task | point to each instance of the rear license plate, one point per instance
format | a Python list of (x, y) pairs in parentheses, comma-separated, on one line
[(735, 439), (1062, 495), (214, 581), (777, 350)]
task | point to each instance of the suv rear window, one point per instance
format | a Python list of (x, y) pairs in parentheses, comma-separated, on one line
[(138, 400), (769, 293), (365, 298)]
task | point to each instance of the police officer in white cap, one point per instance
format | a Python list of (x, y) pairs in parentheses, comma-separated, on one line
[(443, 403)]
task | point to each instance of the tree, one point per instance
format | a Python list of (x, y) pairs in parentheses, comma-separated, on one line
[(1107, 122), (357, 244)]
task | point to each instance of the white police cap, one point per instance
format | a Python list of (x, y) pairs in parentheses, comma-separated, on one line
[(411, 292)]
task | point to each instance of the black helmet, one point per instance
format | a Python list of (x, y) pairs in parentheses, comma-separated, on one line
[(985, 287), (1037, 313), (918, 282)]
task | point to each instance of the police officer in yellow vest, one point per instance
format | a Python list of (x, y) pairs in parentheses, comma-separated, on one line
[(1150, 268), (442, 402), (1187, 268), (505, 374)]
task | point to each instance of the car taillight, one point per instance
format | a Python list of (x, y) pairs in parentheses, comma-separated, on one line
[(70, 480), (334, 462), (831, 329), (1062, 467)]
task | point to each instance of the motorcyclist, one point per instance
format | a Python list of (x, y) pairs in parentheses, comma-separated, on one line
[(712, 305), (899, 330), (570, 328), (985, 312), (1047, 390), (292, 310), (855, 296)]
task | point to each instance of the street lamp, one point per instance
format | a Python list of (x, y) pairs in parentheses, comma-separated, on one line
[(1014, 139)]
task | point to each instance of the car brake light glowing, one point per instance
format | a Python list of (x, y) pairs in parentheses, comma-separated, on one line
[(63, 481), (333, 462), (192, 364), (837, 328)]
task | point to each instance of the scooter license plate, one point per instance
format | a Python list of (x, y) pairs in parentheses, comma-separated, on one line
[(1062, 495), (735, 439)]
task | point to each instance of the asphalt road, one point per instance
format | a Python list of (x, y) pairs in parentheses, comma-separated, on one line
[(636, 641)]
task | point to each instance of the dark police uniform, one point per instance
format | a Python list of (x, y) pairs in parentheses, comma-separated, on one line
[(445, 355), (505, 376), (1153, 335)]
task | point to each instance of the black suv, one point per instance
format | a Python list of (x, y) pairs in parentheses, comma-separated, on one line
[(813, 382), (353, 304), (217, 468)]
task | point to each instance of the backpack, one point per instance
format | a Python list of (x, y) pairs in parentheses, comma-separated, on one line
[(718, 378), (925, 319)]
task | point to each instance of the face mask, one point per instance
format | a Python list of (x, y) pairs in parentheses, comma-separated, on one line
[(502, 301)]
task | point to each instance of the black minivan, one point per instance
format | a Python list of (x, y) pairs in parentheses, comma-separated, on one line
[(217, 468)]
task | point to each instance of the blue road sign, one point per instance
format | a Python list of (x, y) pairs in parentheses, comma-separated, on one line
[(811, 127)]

_____

**WHAT THIS TASK INVOLVES**
Please copy all of the lines above back out word for word, keeping their order.

**TASK RESULT**
task | point to each instance of the rear license plate, one point per instance
format | a Python list of (x, y) pairs in parentheses, comma-separated, on one line
[(735, 439), (1062, 495), (214, 581), (777, 350)]
task | point to each instance of the suv rear window, one point per instance
format | a Python list of (x, y) pairs in parentheses, comma-separated, on one line
[(138, 400), (769, 293), (365, 298)]
task | point to each instance of the police officer in white cap, one point per instance
format | a Python list of (x, y) pairs in parentheses, comma-separated, on one line
[(443, 403)]
task | point to each instance of the tree, one point per instance
format | a Python list of (x, y) pairs in parentheses, comma-separated, on one line
[(1107, 122), (357, 244)]
task | point to each instance of the white police cap, one point per instance
format | a Python list of (x, y) pairs in parentheses, comma-separated, on one line
[(411, 292)]
task | point to each instance of the black helmet, one point per instance
format | a Python list of (x, y) pairs in parentheses, comma-separated, on one line
[(985, 287), (1037, 313), (918, 282)]
task | point to each instance of the police officer in yellow vest, one point per instance
format | a Python list of (x, y) pairs in parentheses, comma-separated, on one line
[(1150, 268), (442, 402), (1187, 268), (505, 374)]
task | point to each instance of the car taillight, one point per instance
format | a Python list of (x, y) pairs in parentheses, comma-separated, on one line
[(70, 480), (334, 462), (831, 329), (1062, 467)]
task | point to each instance of the motorcyclist, one point per instance
format | a Python list of (x, y) pairs in parentheses, comma-separated, on one line
[(712, 305), (899, 330), (570, 328), (985, 312), (1047, 390), (292, 310), (855, 296)]
task | point to each instance of the street lamp, one point per instance
format | a Python list of (x, y) pairs in parentheses, comma-separated, on one line
[(1014, 139)]
task | point to each instance of the car brake light glowing, one point per instance
format | a Python list of (x, y) pairs in parentheses, comma-separated, on one line
[(63, 481), (333, 462), (192, 364), (837, 328)]
task | point to each instance of the scooter license plate, one point per instance
format | a Python list of (x, y) pairs in parentheses, comma-separated, on one line
[(1062, 495), (735, 439)]
task | point to each instance of the asphalt road, one point per instance
format | a Python list of (x, y) pairs in parentheses, comma-separated, on one line
[(636, 641)]
task | point to each instance of the dark police uniform, one point per instance
format | a Python list of (x, y) pairs in parentheses, comma-separated, on one line
[(445, 355), (505, 376), (1153, 335)]
task | point to each instance of the black suv, one point per instance
format | a Python list of (x, y) pairs in parentheses, comma-separated, on one line
[(813, 382), (353, 304), (217, 468)]
task | point to each instance of the backpack, one point per instance
format | a Python list of (x, y) pairs in parentheses, comma-separated, on one line
[(718, 378), (925, 319)]
task | point to each instance of the face mask, one point per instance
format | a Python list of (x, y) pairs in parentheses, comma-separated, on one line
[(502, 301)]
task | point to each instance of the black minivan, one point per instance
format | a Python list of (x, y) pairs in parentheses, comma-separated, on one line
[(217, 468)]
task | point to each instance of the blue road sign, one point per instance
format | a Python list of (x, y) pairs in parentheses, comma-separated, on one line
[(811, 127)]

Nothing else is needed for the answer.